What you should do: From the first line through the last, transcribe the listing word for word.

[Excerpted records]

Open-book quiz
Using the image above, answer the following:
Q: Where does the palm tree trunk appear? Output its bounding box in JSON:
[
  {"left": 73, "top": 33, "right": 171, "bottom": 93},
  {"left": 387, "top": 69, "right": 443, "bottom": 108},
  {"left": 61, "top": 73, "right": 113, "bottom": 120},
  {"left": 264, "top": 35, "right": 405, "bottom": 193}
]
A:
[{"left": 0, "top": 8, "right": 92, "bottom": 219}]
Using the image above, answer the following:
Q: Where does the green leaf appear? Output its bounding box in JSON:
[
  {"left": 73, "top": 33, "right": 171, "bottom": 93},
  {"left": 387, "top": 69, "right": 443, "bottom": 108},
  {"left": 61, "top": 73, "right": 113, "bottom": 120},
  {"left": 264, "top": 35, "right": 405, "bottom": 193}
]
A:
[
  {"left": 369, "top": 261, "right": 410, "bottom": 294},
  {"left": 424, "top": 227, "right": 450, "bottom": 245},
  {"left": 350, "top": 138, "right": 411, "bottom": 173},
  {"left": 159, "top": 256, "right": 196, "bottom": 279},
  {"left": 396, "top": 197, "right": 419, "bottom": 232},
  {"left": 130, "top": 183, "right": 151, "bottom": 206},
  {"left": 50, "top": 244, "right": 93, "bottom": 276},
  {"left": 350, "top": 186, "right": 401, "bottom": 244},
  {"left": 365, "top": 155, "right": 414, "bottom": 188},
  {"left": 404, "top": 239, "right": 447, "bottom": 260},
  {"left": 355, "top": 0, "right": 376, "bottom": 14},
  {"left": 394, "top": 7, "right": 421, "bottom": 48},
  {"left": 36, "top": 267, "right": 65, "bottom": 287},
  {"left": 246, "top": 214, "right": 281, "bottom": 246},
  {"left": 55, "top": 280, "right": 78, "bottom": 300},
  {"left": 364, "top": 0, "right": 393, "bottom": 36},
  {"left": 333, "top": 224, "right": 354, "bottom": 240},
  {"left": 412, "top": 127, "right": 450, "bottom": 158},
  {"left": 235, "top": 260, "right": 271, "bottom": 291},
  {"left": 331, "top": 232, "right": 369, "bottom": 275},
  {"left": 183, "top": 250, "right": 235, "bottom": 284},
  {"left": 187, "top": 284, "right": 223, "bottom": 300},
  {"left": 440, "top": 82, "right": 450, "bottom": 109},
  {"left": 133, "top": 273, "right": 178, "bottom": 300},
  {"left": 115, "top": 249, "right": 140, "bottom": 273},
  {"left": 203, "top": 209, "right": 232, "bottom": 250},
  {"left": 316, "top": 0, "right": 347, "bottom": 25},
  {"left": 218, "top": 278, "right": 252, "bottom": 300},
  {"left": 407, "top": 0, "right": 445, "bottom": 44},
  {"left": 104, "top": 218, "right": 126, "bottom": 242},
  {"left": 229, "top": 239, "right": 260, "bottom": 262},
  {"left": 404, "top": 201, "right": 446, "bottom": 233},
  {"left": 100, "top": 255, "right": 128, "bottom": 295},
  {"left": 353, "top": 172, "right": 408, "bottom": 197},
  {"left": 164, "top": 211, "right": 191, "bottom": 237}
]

[/Excerpted records]

Exercise result:
Open-book quiz
Using the image above, answer the following:
Q: Where does the palm tree trunk appear? Output its bounding box in JSON:
[
  {"left": 73, "top": 33, "right": 171, "bottom": 93},
  {"left": 387, "top": 69, "right": 443, "bottom": 108},
  {"left": 61, "top": 73, "right": 113, "bottom": 120},
  {"left": 264, "top": 35, "right": 405, "bottom": 193}
]
A:
[{"left": 0, "top": 8, "right": 92, "bottom": 219}]
Using the image above, answer the following:
Q: Where does the green leaf appear? Output its bounding box in JSON:
[
  {"left": 73, "top": 33, "right": 171, "bottom": 93},
  {"left": 387, "top": 69, "right": 443, "bottom": 108},
  {"left": 61, "top": 73, "right": 113, "bottom": 120},
  {"left": 264, "top": 35, "right": 405, "bottom": 193}
]
A:
[
  {"left": 369, "top": 261, "right": 410, "bottom": 294},
  {"left": 424, "top": 227, "right": 450, "bottom": 245},
  {"left": 350, "top": 138, "right": 411, "bottom": 173},
  {"left": 159, "top": 256, "right": 196, "bottom": 279},
  {"left": 396, "top": 197, "right": 419, "bottom": 232},
  {"left": 130, "top": 183, "right": 151, "bottom": 206},
  {"left": 50, "top": 244, "right": 93, "bottom": 276},
  {"left": 350, "top": 186, "right": 401, "bottom": 244},
  {"left": 365, "top": 155, "right": 414, "bottom": 188},
  {"left": 404, "top": 239, "right": 447, "bottom": 260},
  {"left": 355, "top": 0, "right": 376, "bottom": 14},
  {"left": 394, "top": 7, "right": 421, "bottom": 48},
  {"left": 36, "top": 267, "right": 65, "bottom": 287},
  {"left": 246, "top": 214, "right": 281, "bottom": 246},
  {"left": 55, "top": 280, "right": 78, "bottom": 300},
  {"left": 364, "top": 0, "right": 393, "bottom": 36},
  {"left": 333, "top": 224, "right": 354, "bottom": 240},
  {"left": 412, "top": 127, "right": 450, "bottom": 158},
  {"left": 235, "top": 260, "right": 271, "bottom": 291},
  {"left": 331, "top": 232, "right": 369, "bottom": 275},
  {"left": 183, "top": 250, "right": 235, "bottom": 284},
  {"left": 187, "top": 284, "right": 223, "bottom": 300},
  {"left": 440, "top": 82, "right": 450, "bottom": 109},
  {"left": 133, "top": 273, "right": 178, "bottom": 300},
  {"left": 115, "top": 249, "right": 140, "bottom": 273},
  {"left": 203, "top": 209, "right": 232, "bottom": 250},
  {"left": 316, "top": 0, "right": 347, "bottom": 25},
  {"left": 218, "top": 278, "right": 252, "bottom": 300},
  {"left": 407, "top": 0, "right": 445, "bottom": 44},
  {"left": 104, "top": 218, "right": 126, "bottom": 242},
  {"left": 229, "top": 239, "right": 260, "bottom": 262},
  {"left": 404, "top": 201, "right": 446, "bottom": 233},
  {"left": 100, "top": 255, "right": 128, "bottom": 295},
  {"left": 353, "top": 172, "right": 408, "bottom": 197},
  {"left": 164, "top": 211, "right": 191, "bottom": 237}
]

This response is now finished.